Problem to work on: Tally the lines of the material below that contain the string "negative". Give only the number.

Stored items:
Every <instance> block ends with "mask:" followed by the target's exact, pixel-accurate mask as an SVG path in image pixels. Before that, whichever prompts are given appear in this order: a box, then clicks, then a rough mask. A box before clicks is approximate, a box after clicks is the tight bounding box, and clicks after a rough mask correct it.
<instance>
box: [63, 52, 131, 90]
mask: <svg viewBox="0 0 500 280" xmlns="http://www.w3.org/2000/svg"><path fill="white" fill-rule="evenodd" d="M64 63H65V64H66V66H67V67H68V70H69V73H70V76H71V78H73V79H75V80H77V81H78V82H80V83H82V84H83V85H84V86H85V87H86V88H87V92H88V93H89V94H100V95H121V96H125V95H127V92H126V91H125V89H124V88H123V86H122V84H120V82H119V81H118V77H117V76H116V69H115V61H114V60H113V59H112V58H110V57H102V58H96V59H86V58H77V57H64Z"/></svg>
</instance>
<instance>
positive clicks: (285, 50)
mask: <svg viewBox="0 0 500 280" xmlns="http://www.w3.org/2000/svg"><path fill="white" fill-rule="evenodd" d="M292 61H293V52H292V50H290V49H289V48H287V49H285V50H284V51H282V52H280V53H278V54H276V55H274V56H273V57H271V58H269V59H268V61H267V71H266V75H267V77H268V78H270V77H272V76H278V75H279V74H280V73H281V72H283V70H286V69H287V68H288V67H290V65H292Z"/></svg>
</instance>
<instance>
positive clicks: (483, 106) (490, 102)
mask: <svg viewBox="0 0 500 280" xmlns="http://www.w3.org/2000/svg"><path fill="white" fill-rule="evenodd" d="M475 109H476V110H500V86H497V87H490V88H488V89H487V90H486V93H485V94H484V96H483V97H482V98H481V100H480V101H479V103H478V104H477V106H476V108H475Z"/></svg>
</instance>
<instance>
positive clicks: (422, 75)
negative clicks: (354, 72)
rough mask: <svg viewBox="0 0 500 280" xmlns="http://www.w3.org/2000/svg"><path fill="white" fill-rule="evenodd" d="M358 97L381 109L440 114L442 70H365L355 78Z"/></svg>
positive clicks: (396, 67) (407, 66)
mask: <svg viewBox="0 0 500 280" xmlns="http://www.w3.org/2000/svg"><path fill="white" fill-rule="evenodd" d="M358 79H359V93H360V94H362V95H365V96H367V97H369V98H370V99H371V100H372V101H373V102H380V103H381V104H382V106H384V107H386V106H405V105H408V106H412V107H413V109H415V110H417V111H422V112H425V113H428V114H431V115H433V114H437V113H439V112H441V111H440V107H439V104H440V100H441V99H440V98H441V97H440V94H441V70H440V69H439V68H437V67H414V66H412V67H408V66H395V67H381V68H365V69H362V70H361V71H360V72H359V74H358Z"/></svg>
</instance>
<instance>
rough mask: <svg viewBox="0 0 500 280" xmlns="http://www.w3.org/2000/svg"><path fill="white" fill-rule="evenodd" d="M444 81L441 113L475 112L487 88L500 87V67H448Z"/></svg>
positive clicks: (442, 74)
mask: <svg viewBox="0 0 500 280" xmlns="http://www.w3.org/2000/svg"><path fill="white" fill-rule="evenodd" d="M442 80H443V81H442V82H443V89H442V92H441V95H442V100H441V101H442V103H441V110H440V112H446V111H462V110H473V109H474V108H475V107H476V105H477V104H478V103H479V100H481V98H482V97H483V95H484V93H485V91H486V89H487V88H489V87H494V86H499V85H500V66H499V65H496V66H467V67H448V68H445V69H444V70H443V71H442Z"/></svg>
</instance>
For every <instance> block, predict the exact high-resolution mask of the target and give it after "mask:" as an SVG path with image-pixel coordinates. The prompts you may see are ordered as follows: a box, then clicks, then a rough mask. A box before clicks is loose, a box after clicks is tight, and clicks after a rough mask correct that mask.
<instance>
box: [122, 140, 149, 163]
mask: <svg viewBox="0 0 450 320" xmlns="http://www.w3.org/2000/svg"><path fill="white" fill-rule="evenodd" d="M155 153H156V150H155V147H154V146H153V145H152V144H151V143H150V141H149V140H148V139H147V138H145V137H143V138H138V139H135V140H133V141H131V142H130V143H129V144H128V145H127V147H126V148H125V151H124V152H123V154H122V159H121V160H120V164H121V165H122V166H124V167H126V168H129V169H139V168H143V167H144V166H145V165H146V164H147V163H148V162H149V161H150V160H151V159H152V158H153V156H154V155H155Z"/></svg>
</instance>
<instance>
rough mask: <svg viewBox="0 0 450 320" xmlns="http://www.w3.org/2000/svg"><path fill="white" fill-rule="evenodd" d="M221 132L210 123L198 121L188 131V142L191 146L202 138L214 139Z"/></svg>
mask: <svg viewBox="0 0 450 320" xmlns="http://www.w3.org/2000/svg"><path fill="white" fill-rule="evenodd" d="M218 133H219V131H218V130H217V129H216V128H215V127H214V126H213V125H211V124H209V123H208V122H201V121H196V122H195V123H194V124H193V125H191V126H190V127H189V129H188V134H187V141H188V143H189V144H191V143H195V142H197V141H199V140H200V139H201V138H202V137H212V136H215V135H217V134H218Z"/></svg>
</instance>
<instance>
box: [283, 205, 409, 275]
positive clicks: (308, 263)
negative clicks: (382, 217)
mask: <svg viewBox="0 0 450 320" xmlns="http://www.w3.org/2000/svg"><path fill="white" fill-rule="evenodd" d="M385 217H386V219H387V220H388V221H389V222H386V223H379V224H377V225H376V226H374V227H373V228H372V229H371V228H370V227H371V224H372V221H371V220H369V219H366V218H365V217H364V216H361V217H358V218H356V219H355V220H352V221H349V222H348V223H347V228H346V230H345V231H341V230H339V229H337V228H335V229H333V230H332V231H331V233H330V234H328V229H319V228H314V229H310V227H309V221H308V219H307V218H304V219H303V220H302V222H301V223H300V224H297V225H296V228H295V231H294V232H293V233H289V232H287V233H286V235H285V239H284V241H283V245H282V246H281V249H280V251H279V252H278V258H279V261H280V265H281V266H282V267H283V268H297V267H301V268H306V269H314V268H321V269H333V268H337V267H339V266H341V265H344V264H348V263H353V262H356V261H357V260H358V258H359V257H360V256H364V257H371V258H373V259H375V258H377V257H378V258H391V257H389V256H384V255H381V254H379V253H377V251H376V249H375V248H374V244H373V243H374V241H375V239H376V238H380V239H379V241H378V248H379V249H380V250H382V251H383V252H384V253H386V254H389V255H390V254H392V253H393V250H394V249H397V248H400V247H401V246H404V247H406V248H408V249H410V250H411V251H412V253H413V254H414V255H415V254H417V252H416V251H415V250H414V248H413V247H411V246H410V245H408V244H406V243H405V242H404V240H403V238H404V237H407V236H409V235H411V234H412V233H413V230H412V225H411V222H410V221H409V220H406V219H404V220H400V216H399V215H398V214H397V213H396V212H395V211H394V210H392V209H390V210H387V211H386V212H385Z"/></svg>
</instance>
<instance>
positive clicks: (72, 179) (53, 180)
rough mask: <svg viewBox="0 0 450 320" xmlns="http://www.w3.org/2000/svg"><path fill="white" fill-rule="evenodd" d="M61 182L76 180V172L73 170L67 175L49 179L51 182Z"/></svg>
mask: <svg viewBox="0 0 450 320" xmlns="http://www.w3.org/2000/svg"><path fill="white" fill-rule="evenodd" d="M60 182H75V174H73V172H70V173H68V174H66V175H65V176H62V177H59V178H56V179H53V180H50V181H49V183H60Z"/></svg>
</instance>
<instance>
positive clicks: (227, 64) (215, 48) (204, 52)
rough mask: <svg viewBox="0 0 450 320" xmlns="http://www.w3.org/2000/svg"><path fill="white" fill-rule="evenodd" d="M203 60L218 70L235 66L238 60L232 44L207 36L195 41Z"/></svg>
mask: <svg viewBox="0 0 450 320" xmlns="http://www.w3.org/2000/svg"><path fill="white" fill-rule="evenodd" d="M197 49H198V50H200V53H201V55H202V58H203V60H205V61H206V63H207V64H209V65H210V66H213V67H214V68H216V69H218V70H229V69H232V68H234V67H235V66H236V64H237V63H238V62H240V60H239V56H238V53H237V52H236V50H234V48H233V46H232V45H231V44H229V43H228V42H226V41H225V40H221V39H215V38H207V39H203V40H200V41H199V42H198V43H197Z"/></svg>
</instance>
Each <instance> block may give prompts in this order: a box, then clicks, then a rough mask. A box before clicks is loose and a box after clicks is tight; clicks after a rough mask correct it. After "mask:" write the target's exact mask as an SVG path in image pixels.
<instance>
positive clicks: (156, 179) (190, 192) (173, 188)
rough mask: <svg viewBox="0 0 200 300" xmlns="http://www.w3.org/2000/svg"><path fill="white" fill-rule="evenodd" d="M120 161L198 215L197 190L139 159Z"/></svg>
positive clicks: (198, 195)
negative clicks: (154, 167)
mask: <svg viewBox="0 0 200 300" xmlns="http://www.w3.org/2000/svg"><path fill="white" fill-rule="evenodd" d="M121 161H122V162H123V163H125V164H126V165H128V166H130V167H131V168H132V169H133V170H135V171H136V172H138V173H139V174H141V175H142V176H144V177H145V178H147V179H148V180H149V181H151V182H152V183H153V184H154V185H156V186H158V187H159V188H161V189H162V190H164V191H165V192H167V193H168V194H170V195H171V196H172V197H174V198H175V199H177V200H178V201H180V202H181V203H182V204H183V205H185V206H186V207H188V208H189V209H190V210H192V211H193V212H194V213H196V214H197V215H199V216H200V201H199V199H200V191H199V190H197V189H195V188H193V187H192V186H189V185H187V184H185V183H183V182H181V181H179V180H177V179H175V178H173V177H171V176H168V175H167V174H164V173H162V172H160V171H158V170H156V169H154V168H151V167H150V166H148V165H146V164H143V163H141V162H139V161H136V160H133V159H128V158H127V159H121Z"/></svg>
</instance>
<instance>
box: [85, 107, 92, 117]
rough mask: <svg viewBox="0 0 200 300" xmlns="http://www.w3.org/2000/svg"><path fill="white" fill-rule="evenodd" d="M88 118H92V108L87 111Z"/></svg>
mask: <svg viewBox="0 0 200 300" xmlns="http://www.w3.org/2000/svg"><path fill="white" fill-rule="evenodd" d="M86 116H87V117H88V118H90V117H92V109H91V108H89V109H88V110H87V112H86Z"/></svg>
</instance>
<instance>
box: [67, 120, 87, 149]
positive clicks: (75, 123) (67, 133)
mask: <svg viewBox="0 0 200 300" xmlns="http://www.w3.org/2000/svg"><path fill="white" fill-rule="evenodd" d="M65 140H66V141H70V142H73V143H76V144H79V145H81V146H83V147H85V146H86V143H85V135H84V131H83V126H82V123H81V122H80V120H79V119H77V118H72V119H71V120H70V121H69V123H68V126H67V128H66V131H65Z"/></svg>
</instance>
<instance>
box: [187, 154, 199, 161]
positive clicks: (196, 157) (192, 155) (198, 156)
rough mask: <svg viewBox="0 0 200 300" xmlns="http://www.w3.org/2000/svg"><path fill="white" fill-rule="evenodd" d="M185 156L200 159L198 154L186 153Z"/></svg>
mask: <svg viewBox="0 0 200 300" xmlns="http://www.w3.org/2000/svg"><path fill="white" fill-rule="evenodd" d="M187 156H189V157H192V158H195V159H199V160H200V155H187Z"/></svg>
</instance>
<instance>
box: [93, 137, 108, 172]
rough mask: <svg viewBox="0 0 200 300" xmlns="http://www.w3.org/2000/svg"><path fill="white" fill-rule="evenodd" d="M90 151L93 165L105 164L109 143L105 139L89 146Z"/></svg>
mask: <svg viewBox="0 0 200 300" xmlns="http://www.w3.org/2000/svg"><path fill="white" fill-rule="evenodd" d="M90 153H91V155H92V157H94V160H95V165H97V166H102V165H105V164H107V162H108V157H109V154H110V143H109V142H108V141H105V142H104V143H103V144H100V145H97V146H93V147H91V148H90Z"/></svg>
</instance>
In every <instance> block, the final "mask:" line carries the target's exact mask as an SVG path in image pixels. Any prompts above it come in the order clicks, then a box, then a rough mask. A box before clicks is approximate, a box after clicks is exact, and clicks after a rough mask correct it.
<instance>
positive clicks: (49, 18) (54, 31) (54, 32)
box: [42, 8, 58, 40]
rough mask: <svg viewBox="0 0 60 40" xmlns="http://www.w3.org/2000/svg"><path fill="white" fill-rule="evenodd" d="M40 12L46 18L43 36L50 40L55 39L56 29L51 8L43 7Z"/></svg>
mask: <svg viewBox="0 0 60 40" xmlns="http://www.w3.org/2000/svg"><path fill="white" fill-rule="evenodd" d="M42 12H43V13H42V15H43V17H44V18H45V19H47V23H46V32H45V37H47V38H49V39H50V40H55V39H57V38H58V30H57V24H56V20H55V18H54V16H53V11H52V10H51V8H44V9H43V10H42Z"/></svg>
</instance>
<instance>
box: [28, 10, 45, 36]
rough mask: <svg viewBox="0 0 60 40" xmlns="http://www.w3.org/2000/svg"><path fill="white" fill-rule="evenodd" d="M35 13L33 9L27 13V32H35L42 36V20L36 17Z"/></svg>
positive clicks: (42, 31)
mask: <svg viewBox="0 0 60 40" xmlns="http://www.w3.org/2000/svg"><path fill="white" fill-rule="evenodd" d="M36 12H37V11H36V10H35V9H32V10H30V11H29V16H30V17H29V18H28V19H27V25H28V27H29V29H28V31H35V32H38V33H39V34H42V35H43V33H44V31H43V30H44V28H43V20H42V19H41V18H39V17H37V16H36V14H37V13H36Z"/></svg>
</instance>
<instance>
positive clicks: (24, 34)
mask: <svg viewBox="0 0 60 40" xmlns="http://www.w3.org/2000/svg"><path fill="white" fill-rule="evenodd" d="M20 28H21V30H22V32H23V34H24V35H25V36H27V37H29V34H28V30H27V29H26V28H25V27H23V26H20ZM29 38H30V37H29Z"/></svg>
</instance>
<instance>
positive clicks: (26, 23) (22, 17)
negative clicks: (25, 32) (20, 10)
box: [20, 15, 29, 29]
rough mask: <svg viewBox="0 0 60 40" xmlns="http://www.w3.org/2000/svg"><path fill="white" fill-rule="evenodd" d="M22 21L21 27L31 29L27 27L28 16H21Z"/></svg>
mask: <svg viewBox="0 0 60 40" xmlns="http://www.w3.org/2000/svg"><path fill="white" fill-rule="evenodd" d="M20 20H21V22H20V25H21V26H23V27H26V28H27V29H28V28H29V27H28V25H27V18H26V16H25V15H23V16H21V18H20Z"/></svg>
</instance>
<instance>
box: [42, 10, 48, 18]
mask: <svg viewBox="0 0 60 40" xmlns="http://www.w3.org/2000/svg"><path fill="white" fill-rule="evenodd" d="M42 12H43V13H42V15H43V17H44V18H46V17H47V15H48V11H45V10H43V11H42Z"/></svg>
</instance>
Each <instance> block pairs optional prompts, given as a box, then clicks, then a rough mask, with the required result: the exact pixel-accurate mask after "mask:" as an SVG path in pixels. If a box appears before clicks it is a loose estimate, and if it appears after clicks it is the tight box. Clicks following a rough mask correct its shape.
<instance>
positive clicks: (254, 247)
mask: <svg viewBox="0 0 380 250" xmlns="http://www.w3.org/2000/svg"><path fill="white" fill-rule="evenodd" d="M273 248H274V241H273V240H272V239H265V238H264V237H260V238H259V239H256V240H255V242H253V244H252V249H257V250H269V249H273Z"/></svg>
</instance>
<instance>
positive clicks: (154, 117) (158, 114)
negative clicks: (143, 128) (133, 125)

Reply to the task: 5